Dataset entries Block Start

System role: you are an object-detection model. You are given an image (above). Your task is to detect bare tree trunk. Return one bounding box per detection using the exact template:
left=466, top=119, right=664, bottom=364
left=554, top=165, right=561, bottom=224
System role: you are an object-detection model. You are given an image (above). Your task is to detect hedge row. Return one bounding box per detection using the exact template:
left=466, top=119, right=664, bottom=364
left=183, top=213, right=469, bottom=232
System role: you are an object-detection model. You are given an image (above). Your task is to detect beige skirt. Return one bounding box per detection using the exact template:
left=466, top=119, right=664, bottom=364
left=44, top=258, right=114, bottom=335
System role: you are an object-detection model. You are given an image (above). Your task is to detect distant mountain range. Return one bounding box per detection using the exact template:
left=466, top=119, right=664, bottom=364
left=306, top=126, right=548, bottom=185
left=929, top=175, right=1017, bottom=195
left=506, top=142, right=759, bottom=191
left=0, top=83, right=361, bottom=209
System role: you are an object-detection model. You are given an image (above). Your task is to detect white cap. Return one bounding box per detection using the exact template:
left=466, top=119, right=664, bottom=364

Dataset entries Block End

**Required work:**
The whole listing needs copying. Write it out exactly.

**Task result:**
System role: you are an object-detection model. You are given an image (above). Your task is to detect bare tree trunk. Return one bounding box per detection using the exact template:
left=466, top=119, right=664, bottom=364
left=554, top=165, right=561, bottom=224
System role: you are an object-detection model. You are given an image (above). Your task is to detect hedge row. Return one bounding box per detection using the exact template:
left=466, top=119, right=664, bottom=364
left=183, top=213, right=469, bottom=232
System role: you are an object-detection model. You are given an image (above). Your task is to detect beige skirt. Return one bounding box per detection using the exact template:
left=466, top=119, right=664, bottom=364
left=44, top=258, right=114, bottom=335
System role: you are an object-detection model. You are given an image (above). Your task is to detect distant mountain range. Return one bounding box per detection using the exact template:
left=466, top=119, right=664, bottom=364
left=306, top=126, right=548, bottom=185
left=929, top=175, right=1017, bottom=195
left=506, top=142, right=759, bottom=191
left=0, top=83, right=361, bottom=209
System role: you are an object-detection model. You are given an image (above). Your task is to detect white cap. Return one bounding box per detection using the exact template:
left=466, top=119, right=664, bottom=364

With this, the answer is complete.